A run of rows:
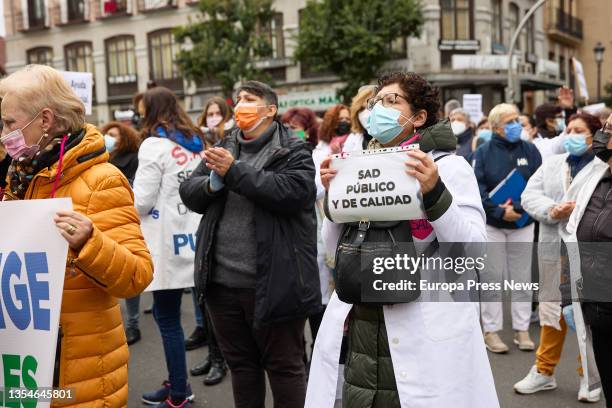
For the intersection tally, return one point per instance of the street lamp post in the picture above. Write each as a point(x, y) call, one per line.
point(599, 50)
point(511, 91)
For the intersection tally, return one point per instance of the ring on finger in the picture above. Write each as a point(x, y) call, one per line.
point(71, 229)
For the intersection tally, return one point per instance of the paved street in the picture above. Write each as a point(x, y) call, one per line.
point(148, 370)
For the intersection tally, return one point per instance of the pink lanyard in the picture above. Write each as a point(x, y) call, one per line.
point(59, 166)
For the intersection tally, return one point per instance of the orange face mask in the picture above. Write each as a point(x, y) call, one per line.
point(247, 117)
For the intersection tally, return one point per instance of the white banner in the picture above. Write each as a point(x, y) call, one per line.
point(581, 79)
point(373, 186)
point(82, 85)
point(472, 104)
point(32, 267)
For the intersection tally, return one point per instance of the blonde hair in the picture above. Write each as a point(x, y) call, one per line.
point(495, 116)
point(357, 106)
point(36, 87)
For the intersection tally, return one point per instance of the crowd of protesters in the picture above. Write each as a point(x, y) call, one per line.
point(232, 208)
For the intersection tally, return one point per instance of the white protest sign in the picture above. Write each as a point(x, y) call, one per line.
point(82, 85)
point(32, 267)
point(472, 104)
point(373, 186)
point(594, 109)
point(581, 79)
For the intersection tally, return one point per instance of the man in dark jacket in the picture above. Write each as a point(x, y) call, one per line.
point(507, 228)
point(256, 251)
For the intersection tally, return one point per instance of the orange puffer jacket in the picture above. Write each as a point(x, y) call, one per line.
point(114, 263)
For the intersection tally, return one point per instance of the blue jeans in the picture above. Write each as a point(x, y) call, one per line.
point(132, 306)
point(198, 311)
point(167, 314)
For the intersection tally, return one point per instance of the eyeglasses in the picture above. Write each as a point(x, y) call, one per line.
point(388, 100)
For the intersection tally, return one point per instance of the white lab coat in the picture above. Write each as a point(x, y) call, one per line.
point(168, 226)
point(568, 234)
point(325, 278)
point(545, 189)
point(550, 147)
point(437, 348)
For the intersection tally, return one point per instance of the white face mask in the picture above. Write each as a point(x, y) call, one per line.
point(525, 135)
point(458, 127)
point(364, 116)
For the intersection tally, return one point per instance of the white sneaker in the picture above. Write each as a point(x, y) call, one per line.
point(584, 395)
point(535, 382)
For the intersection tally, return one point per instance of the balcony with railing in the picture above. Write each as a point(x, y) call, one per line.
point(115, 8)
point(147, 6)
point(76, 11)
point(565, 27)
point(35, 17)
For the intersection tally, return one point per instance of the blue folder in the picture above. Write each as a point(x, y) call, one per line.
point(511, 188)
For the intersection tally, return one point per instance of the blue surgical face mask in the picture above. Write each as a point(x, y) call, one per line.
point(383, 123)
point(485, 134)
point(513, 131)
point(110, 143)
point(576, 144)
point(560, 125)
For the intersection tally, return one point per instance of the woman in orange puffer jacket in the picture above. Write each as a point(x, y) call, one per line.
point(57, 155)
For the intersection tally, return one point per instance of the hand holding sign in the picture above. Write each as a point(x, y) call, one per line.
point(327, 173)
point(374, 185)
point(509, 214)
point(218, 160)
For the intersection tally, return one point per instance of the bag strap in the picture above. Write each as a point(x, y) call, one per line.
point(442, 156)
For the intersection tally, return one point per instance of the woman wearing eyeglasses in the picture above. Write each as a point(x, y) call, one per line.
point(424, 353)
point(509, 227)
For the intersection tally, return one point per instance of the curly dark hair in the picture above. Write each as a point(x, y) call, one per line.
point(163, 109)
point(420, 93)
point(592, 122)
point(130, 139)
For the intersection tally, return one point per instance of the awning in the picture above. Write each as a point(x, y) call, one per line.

**AIM**. Render the rows from the line with "the orange face" to the line with "point(247, 117)" as a two-column CSV headed text and reply. Give one line for each ask, with its wording under text and its answer under reply, each in one quoted field, with line breaks turned into spaces.

**EXPECTED OUTPUT**.
text,reply
"For the intersection tally, return one point per instance of the orange face mask in the picture above. Write each as a point(x, y) call, one per line.","point(247, 117)"